> [How to complete this task]: Every line with "hair" in it should be copied from the data.

> [Provided records]:
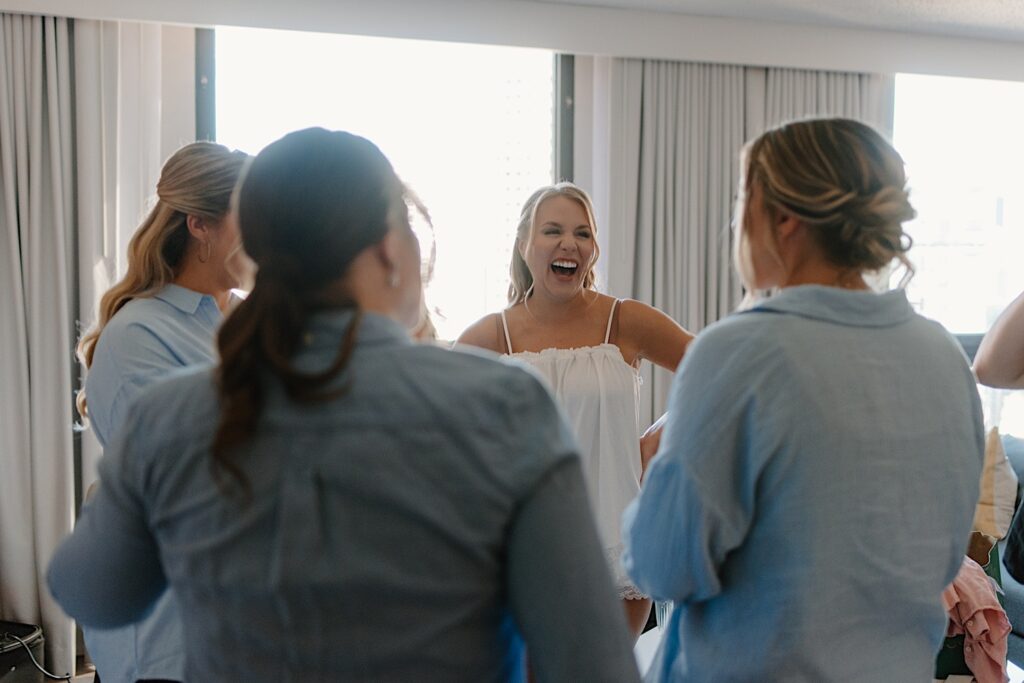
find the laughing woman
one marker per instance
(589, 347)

--

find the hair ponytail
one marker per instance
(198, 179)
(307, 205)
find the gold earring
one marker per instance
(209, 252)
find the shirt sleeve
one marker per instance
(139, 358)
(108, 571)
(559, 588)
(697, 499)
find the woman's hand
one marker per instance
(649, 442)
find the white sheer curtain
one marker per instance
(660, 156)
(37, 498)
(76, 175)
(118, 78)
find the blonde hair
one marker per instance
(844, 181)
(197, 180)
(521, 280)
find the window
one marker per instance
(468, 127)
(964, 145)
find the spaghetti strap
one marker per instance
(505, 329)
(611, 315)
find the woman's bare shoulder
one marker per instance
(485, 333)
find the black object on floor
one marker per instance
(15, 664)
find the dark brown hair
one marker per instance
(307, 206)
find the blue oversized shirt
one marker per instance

> [Result of the exercise]:
find the hair ponytail
find the blonde hair
find the dark brown hair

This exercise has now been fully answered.